> Objective:
Write out all the entries word for word, but skip any images.

> Records supplied:
════════

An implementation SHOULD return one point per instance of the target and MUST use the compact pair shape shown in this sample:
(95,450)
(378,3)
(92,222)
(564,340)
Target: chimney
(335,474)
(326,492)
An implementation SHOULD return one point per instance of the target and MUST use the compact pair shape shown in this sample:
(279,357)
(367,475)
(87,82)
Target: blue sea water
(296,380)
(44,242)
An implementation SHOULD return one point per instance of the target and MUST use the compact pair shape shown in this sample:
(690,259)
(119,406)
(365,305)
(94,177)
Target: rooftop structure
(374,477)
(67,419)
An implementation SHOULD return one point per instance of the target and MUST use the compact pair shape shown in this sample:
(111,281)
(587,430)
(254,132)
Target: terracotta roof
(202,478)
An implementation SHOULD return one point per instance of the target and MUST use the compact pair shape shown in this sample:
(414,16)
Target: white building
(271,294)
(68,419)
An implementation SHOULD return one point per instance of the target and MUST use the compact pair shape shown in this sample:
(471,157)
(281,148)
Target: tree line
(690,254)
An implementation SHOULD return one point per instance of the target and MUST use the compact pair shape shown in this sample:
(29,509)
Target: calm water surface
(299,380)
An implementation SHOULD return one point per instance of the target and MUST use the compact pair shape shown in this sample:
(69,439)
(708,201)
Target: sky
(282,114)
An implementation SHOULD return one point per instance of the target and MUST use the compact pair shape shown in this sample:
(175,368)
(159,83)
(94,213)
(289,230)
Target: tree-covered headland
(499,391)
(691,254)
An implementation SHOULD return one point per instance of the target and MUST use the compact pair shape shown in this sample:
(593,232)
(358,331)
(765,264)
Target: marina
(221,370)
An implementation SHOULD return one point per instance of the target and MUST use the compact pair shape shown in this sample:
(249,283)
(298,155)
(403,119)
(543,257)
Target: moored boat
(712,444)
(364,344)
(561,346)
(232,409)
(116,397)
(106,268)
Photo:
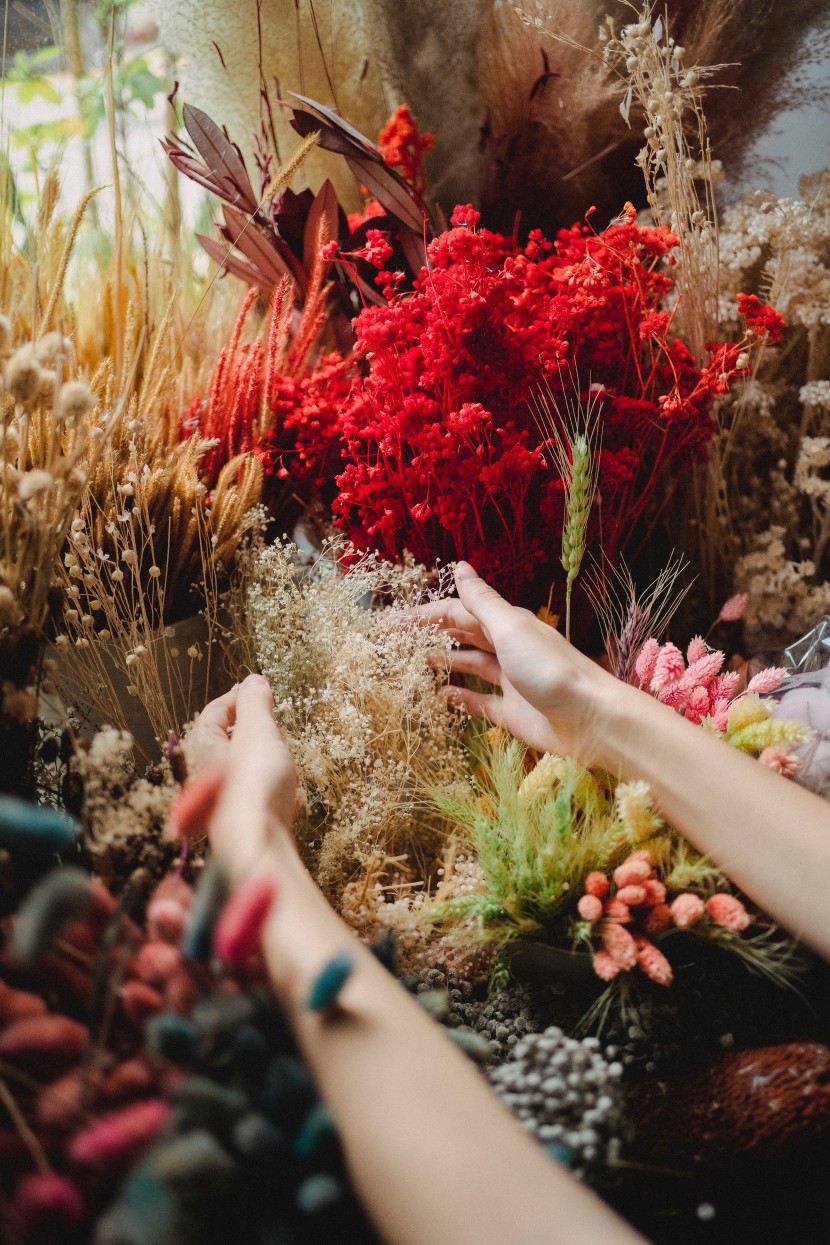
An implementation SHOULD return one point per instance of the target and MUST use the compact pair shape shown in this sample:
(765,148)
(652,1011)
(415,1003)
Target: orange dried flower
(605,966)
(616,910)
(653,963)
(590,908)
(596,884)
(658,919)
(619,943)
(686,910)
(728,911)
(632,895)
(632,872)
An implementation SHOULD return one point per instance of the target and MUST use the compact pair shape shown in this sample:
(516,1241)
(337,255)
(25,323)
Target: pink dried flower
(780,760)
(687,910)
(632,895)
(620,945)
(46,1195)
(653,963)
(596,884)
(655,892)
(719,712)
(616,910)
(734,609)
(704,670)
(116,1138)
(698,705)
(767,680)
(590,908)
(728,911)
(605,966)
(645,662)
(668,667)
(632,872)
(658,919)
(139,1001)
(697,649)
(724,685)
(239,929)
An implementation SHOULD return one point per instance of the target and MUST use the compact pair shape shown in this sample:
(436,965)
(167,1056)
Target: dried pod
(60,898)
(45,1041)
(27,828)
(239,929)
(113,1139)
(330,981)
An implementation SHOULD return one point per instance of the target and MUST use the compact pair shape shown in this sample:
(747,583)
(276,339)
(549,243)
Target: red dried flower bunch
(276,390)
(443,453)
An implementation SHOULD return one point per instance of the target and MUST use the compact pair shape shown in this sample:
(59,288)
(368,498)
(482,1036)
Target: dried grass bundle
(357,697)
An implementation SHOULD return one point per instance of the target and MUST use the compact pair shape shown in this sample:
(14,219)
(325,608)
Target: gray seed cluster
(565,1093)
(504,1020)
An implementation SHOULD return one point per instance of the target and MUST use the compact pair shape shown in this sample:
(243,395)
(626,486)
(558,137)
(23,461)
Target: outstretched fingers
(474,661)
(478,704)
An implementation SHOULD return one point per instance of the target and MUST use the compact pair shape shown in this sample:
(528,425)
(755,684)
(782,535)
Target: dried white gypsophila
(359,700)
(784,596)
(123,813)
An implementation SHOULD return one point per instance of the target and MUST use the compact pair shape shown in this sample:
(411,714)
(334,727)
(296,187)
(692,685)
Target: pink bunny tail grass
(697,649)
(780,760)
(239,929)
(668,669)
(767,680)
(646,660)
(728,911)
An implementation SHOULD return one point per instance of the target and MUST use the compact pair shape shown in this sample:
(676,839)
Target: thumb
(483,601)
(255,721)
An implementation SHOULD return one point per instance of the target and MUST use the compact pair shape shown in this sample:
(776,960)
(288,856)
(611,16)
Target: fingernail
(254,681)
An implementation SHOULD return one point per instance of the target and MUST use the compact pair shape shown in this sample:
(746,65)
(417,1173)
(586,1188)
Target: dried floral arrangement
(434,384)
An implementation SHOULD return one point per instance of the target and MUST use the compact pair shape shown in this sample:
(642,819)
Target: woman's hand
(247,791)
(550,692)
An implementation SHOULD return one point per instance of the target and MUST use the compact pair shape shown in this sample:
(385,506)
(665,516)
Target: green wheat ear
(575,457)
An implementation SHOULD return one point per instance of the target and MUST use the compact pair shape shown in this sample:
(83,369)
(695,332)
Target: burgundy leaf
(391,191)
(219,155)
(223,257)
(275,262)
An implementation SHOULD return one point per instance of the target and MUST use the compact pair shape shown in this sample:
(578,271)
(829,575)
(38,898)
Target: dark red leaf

════════

> The result:
An implementation SHOULD return one point per instance of the target and MUST use the compact pair shape shown in this sample:
(95,450)
(378,3)
(92,222)
(564,340)
Target: chimney
(335,474)
(326,492)
An implementation SHOULD return one point per instance of the target and MUST use the compact pair shape shown in this sample:
(279,357)
(367,475)
(87,82)
Target: blue sea water
(296,380)
(44,242)
An implementation SHOULD return one point per instance of the target and MUST use the compact pair shape shown in this sample:
(690,259)
(119,406)
(365,305)
(94,177)
Target: rooftop structure
(374,477)
(67,419)
An implementation SHOULD return one point per instance of the target and MUST use the compact pair shape shown in this sample:
(111,281)
(587,430)
(254,132)
Target: terracotta roof
(202,478)
An implementation SHOULD return one point per instance of the target and MUST use the compact pair shape shown in this sample:
(414,16)
Target: white building
(271,294)
(68,419)
An implementation SHOULD return one point per instance of the target and MUST use the compact pair shape shown in this sample:
(471,157)
(281,148)
Target: tree line
(690,254)
An implementation SHOULD return one point per instance of the target and MUST use the compact pair shape shown in this sample:
(29,509)
Target: calm water surface
(299,380)
An implementation SHOULD return one point per instance of the target and MUST use the compact pair shape shown in this sample:
(69,439)
(708,201)
Target: sky
(282,114)
An implementation SHOULD return one point per instance of the target and MUST use the compact pair shape shown in this sample:
(175,368)
(159,83)
(94,213)
(289,230)
Target: tree-covered headland
(499,391)
(691,254)
An implementation SHOULD return one point per instance of the target and MUST use the compact pair shape shown in this sample:
(593,232)
(358,331)
(765,264)
Target: marina
(221,370)
An implementation SHOULD return one point per instance of the target and MUST use the compact pair shape shown in this sample:
(249,283)
(298,155)
(403,119)
(543,257)
Target: moored boat
(712,444)
(364,344)
(561,346)
(232,409)
(116,397)
(106,268)
Photo:
An implementation SHOULD return one point per instance of the target and MUST use the compact pair shape shown in this sample:
(765,148)
(652,1011)
(415,1003)
Target: orange dried flower
(605,966)
(616,910)
(653,963)
(590,908)
(596,884)
(658,919)
(619,943)
(686,910)
(728,911)
(632,895)
(632,872)
An implementation SHOULD return one point per instance of the target and MUST use the compact pair shape shown in this sample:
(516,1241)
(337,255)
(25,323)
Target: pink dried flower
(780,760)
(687,910)
(632,895)
(620,945)
(46,1195)
(653,963)
(596,884)
(655,892)
(719,712)
(616,910)
(734,609)
(704,670)
(116,1138)
(698,705)
(767,680)
(590,908)
(728,911)
(605,966)
(645,662)
(668,667)
(632,872)
(658,919)
(139,1001)
(697,649)
(724,685)
(239,929)
An implementation SHOULD return one point per instance of the target and MUST use the compact pair shape shown in this sample:
(436,965)
(167,1056)
Target: dried pod
(60,898)
(45,1041)
(27,828)
(239,929)
(113,1139)
(330,981)
An implementation SHOULD return one point per instance of the target and MUST use the compact pair shape shown in this sample:
(747,583)
(276,339)
(549,243)
Target: red dried flower bunch
(276,390)
(443,453)
An implementation SHOULD return one point per instance of the target and MUST use the compact pair shape shown in this sample:
(59,288)
(368,498)
(482,1036)
Target: dried grass bundle
(357,697)
An implementation SHOULD return one point per instance of the target and MUST use the compact pair shape shown in this sample:
(14,219)
(325,608)
Target: gray seed cluster
(565,1093)
(504,1020)
An implementation SHOULD return one point per instance of the target and MUST use the compact pair shape shown in this sample:
(243,395)
(626,486)
(558,137)
(23,461)
Target: outstretched fingers
(474,661)
(478,704)
An implementation SHOULD return one point per instance of the target and MUST use the compact pair shape shown in this sample:
(528,425)
(755,684)
(782,535)
Target: dried white gypsophila
(359,700)
(784,596)
(123,813)
An implementation SHOULD return one point per instance of the target and MUST use the compact pair shape shown in this sample:
(411,714)
(334,727)
(296,187)
(692,685)
Target: pink bunny tail grass
(697,649)
(780,760)
(239,929)
(668,669)
(767,680)
(646,660)
(728,911)
An implementation SHOULD return one point per instance of the target and MUST use the compact pair shape shown in this sample:
(676,839)
Target: thumb
(483,601)
(255,721)
An implementation SHOULD return one point per instance of the target and MUST use the compact pair shape shown in this sample:
(776,960)
(288,856)
(611,16)
Target: fingernail
(254,681)
An implementation SHOULD return one point per instance of the target and MUST use the compact pair shape shown in this sample:
(746,65)
(417,1173)
(586,1188)
Target: dried floral arrangement
(434,384)
An implementation SHOULD return one point per instance of the target and MUST use the compact pair shape shown in this sample:
(642,819)
Target: woman's hand
(247,791)
(550,692)
An implementation SHOULD return one point per instance of the target and MUST use the compact pair shape shown in this sample:
(385,506)
(665,516)
Target: green wheat ear
(575,457)
An implementation SHOULD return one point per instance of the target and MUST use the compact pair shape shown in this sample:
(83,369)
(695,332)
Target: burgundy leaf
(391,191)
(219,155)
(223,257)
(275,262)
An implementation SHOULD return one point per instance of the target and MUST use the compact pair shape shown in this sample:
(578,271)
(829,575)
(38,898)
Target: dark red leaf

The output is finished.